Unique Number of Occurrences

EASY

Description

Given an array of integers arr, return true if the number of occurrences of each value in the array is unique or false otherwise.

 

Example 1:

Input: arr = [1,2,2,1,1,3]
Output: true
Explanation: The value 1 has 3 occurrences, 2 has 2 and 3 has 1. No two values have the same number of occurrences.

Example 2:

Input: arr = [1,2]
Output: false

Example 3:

Input: arr = [-3,0,1,-3,1,1,1,-3,10,0]
Output: true

 

Constraints:

  • 1 <= arr.length <= 1000
  • -1000 <= arr[i] <= 1000

Approaches

Checkout 3 different approaches to solve Unique Number of Occurrences. Click on different approaches to view the approach and algorithm in detail.

Sorting-Based Approach

This approach relies on sorting to solve the problem. First, the input array is sorted, which conveniently groups all identical numbers next to each other. Then, a single pass through the sorted array is enough to count the occurrences of each unique number. These counts are stored in a separate list. To check if the counts themselves are unique, this list of counts is also sorted. A final pass over the sorted counts list can easily reveal any duplicates by checking adjacent elements. If any duplicates are found, the function returns false; otherwise, it returns true.

Algorithm

  • Sort the input array arr to group identical elements together.
  • Initialize an empty list, counts, to store the frequency of each unique number.
  • Iterate through the sorted array. For each unique number, count its occurrences and add the count to the counts list.
  • After populating the counts list, sort it as well.
  • Iterate through the sorted counts list. If any two adjacent elements are identical, it means a frequency is not unique, so return false.
  • If the entire counts list is traversed without finding duplicates, return true.

The core idea is to transform the problem of checking unique occurrences into a simpler problem of checking for duplicates in a sorted list. By sorting the initial array, we can easily compute the frequencies. By sorting the list of frequencies, we can easily check for uniqueness.

Algorithm Steps:

  1. Sort the input array arr.
  2. Initialize an ArrayList<Integer> named counts.
  3. Iterate through the sorted arr using an index i.
  4. Inside the loop, count the occurrences of the current element arr[i] by checking the subsequent elements.
  5. Add the final count to the counts list.
  6. Advance the index i past the block of identical elements.
  7. After the loop, sort the counts list.
  8. Iterate through the sorted counts list from the first element to the second-to-last element.
  9. In each iteration, compare counts.get(j) with counts.get(j + 1). If they are equal, return false.
  10. If the loop completes, it means no two frequencies were the same, so return true.

[Dataset rows]
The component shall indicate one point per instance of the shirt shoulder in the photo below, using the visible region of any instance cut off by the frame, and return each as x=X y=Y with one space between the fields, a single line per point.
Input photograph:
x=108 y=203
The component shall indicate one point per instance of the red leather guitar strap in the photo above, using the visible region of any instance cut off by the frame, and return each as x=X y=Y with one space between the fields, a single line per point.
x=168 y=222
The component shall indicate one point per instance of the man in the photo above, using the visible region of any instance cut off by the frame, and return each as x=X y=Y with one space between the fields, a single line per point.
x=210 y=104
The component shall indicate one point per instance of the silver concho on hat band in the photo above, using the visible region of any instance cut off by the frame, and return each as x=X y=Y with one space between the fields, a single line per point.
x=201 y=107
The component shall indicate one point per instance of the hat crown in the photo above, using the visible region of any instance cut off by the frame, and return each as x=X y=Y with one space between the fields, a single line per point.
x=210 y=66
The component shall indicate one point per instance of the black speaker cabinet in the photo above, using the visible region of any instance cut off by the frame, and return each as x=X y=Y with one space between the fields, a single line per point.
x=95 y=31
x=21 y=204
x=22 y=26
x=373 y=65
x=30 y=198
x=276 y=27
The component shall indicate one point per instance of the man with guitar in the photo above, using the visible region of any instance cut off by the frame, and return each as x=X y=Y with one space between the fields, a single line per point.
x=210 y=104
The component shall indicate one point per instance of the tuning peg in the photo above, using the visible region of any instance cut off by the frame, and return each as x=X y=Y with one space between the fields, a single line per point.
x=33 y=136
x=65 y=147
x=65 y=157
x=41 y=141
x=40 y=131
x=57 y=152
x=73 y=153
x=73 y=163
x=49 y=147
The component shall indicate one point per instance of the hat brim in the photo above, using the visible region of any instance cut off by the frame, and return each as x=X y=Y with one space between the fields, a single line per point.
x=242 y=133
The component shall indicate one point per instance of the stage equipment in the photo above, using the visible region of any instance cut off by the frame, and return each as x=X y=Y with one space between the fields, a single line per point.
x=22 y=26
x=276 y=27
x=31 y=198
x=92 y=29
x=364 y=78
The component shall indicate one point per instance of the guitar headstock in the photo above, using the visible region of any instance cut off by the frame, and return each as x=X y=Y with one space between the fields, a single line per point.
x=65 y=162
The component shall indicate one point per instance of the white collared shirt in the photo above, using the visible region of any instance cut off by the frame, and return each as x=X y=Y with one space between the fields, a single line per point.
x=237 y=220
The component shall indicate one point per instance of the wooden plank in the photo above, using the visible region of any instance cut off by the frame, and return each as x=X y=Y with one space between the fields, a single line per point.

### What is asked
- A) Rewrite the paragraph of the page on unique occurrence counts that begins "This approach relies on sorting" as a short list of steps, keeping its main facts.
- B) Copy out the entries word for word, everything from the first line of the entries down to the line containing "x=201 y=107", both included.

### Solutions per task
- A)
- Sort the input array so identical numbers sit next to each other.
- Make one pass through the sorted array to count the occurrences of each unique number.
- Store these counts in a separate list.
- Sort the list of counts.
- Make a final pass over the sorted counts, checking adjacent items for duplicates.
- Return false if any duplicate is found; otherwise return true.

- B)
The component shall indicate one point per instance of the shirt shoulder in the photo below, using the visible region of any instance cut off by the frame, and return each as x=X y=Y with one space between the fields, a single line per point.
Input photograph:
x=108 y=203
The component shall indicate one point per instance of the red leather guitar strap in the photo above, using the visible region of any instance cut off by the frame, and return each as x=X y=Y with one space between the fields, a single line per point.
x=168 y=222
The component shall indicate one point per instance of the man in the photo above, using the visible region of any instance cut off by the frame, and return each as x=X y=Y with one space between the fields, a single line per point.
x=210 y=104
The component shall indicate one point per instance of the silver concho on hat band in the photo above, using the visible region of any instance cut off by the frame, and return each as x=X y=Y with one space between the fields, a single line per point.
x=201 y=107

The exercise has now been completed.